What is expected
Extend the commentary on post-election gold-futures selling, picking up after its final sentence.

Page
++++++

Gold-Futures Selling Exhausting
Gold has suffered brutal, withering selling pressure in the month following the US presidential election. The stock markets’ surprise surge after Trump’s surprise win has led speculators and investors alike to rush for the gold exits. As usual the former group’s extreme selling came largely through gold futures. But this gold-futures dumping has been so severe that it is rapidly exhausting itself, a bullish omen for gold.
Gold’s stunning post-election selloff resulted from a united mass exodus by gold’s two dominant groups of traders. Speculators ferociously dumped gold futures with an intensity rarely witnessed, while stock investors jettisoned shares in the leading GLD gold ETF far faster than gold itself was falling. With so much gold being spewed into the markets so rapidly, this metal didn’t have a chance of staying on its feet.
Gold futures had actually skyrocketed on election night, up 4.8% to $1337 as Trump’s perceived odds of winning started to soar. But once the plummeting stock markets rebounded violently, the gold selling began. And it soon intensified after the election. Not only did stock markets shockingly surge to new all-time record highs, but the US Dollar Index blasted up to a major new 13.7-year secular high of its own.

++++++

Labeled contour entries

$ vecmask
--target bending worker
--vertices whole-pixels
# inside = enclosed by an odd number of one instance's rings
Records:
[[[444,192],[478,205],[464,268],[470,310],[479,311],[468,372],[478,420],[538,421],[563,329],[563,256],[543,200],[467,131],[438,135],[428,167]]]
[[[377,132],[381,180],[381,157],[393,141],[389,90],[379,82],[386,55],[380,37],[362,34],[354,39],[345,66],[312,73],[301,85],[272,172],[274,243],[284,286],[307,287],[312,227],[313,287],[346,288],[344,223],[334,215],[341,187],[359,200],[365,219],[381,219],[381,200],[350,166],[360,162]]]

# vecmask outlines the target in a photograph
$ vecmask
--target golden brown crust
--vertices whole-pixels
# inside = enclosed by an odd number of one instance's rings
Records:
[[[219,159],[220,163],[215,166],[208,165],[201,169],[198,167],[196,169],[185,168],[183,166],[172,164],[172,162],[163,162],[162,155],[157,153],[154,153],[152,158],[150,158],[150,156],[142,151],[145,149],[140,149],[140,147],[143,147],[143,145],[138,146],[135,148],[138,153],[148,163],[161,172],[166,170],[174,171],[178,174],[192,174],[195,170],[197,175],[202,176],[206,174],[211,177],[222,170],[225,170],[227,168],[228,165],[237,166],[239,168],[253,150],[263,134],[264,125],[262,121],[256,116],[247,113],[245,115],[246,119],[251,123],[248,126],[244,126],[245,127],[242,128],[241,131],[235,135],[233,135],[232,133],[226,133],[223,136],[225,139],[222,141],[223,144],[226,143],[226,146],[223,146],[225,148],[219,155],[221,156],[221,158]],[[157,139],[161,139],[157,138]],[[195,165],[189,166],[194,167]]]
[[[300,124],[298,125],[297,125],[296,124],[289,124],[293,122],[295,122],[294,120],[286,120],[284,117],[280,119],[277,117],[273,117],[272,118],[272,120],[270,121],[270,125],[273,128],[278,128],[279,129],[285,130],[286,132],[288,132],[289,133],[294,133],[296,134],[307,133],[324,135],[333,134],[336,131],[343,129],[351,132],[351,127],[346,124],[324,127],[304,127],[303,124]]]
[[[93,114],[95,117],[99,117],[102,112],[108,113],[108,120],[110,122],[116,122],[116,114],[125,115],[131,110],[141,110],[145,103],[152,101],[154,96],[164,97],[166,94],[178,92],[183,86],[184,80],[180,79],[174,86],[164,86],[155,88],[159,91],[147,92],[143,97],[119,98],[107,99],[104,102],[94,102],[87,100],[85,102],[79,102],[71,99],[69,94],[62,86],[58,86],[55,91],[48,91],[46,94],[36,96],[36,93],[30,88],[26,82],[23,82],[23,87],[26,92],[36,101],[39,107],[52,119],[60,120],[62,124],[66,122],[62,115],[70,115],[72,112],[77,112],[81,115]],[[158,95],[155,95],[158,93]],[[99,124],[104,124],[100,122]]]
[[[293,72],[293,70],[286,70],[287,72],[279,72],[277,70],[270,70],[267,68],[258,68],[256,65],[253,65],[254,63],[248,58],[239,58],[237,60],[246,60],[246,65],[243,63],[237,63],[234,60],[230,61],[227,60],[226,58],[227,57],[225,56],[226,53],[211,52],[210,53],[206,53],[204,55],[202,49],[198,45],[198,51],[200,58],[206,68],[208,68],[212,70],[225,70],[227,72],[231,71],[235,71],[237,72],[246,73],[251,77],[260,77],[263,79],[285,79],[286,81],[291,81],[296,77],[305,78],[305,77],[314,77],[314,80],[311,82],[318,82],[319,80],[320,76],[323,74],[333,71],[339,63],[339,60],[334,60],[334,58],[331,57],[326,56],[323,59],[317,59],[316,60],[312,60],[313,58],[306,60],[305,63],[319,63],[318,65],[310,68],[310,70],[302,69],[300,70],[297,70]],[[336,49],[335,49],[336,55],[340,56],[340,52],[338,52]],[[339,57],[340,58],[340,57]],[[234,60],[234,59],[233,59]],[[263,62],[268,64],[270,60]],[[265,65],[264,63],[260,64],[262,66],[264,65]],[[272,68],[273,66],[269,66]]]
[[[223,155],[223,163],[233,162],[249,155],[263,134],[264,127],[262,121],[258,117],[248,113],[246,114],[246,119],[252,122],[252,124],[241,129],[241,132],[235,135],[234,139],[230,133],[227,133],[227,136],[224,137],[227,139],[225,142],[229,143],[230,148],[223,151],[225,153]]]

++++++

Response to this task
Gold has always been a contrarian anti-stock trade. As a rare asset that moves counter to stocks, gold’s critical investment demand is heavily dependent on stock-market fortunes. Investors alternatively flock to gold to diversify their stock-heavy portfolios when stock markets fall, and then abandon it as stocks soar again. The exceedingly-strong post-election stock markets swiftly slayed gold investment demand.
Record stock-market highs breed extreme euphoria and complacency. Traders naturally start to believe stocks do nothing but rally indefinitely. Thus their interest in deploying capital in counter-moving gold fades to oblivion. And since investment demand fueled the great lion’s share of gold’s new bull market this year, this metal couldn’t stand without it. Gold’s recent cratering resulted from euphoric stock sentiment.
While speculators’ extreme gold-futures selling and investors’ extreme GLD-share selling over the past month share the blame, that’s too much to cover in a single essay. o this week I’m focusing on the gold-futures side. While the massive post-election gold-futures dump was miserably painful, it looks to be exhausting itself which is very bullish. The finite supply of gold futures to sell is rapidly dwindling.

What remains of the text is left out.